== SOURCE DOCUMENT

What We're SayingNovember 15, 2024

On September 27 and 28, 2024, the Department of Landscape Architecture presented Landscape Futures: Centennial of the Department of Landscape Architecture. The program included keynotes from James Corner (MLA’86) and Anne Whiston Spirn (MLA’74), as well as three panels moderated by landscape architecture faculty, all of which can be streamed on YouTube

The Naturalist 
With Jared Farmer, Sally Willig, Tessa Lowinske Desmond 

Moderated by Sean Burkholder Jared Farmer, PhD, is the Walter H. Annenberg Professor of History at the University of Pennsylvania’s School of Arts and Sciences. Sally Willig, PhD, is a lecturer and program advisor in the Master of Environmental Studies program at the University of Pennsylvania’s College of Liberal and Professional Studies and Weitzman’s Department of Landscape Architecture. Tessa Lowinske Desmond is a research specialist in the School of Public and International Affairs at Princeton University, where she directs The Seed Farm at Princeton. Sean Burkholder is the Andrew Gordon Assistant Professor of Landscape Architecture at the Weitzman School of Design.

The Astronaut
With M. Christine Boyer (MS’64), Andrew Zolli , Alvin D. Harvey  
Moderated by Azzurra Cox

M. Christine Boyer, PhD, is the William R. Kenan, Jr. Professor of Architecture and Urbanism at Princeton University’s School of Architecture, where she directs the undergraduate urban studies certificate program. Andrew Zolli is Chief Impact Officer at Planet, a space and AI organization that has deployed the largest constellation of Earth-observing satellites in history. Alvin D. Harvey, PhD, is Diné of the Navajo Nation and a postdoctoral fellow at MIT’s Department of Aeronautics and Astronautics, with a focus on Indigenous Research Methodologies and Methods. Azzurra Cox is an assistant professor of landscape architecture at the Weitzman School of Design.

====
== ROWS

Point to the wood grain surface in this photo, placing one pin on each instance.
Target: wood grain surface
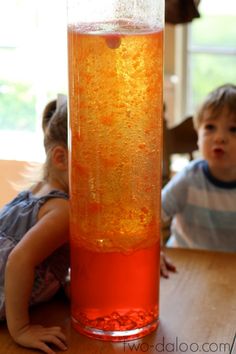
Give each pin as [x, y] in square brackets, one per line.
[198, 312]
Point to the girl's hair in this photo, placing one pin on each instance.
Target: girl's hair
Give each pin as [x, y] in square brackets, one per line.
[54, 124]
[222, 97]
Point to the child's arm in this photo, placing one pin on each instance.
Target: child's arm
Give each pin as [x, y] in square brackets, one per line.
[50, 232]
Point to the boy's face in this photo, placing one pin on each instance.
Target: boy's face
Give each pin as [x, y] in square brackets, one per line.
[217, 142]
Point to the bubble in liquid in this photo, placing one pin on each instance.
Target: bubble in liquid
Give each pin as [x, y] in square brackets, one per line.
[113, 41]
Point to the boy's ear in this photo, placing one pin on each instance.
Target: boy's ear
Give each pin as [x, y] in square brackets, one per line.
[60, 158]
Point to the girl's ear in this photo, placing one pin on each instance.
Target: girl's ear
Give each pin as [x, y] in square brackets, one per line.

====
== ROWS

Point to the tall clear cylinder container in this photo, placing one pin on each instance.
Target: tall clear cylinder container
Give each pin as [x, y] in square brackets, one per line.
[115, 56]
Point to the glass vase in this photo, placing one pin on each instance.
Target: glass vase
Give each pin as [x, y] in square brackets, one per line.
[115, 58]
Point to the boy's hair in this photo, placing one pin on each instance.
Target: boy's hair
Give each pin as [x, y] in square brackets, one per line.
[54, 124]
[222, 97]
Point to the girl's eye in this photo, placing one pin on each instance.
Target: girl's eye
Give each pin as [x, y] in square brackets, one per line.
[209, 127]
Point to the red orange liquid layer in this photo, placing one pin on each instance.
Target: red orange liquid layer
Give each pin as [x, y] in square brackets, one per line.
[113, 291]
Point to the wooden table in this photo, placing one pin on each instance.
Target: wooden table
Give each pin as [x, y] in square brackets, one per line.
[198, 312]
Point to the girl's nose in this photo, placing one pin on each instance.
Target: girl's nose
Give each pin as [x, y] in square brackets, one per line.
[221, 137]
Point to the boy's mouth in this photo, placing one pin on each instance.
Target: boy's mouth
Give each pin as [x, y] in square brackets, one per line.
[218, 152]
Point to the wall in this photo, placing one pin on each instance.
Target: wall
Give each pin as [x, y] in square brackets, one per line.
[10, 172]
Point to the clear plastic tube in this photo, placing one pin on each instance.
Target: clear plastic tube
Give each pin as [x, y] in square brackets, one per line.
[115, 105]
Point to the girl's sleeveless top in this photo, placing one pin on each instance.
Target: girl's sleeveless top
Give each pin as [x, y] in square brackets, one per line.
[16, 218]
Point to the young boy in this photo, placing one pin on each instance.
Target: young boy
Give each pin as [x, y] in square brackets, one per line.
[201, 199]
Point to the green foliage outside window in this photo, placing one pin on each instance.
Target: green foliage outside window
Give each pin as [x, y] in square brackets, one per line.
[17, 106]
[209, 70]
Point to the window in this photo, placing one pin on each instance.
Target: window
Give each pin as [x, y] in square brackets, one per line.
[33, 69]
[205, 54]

====

**INSTRUCTIONS FOR THE TASK**
Decide whether each statement agrees with the Landscape Futures text above. Answer yes or no for each, and quote the words of the text that settle it.
(a) Sean Burkholder moderated the panel called The Naturalist.
(b) Andrew Zolli is a postdoctoral fellow at MIT.
(c) Landscape Futures was presented on September 27 and 28, 2024.

**TASK ANSWER**
(a) Yes: "Moderated by Sean Burkholder"
(b) No: "Andrew Zolli is Chief Impact Officer at Planet"
(c) Yes: "On September 27 and 28, 2024, the Department of Landscape Architecture presented Landscape Futures"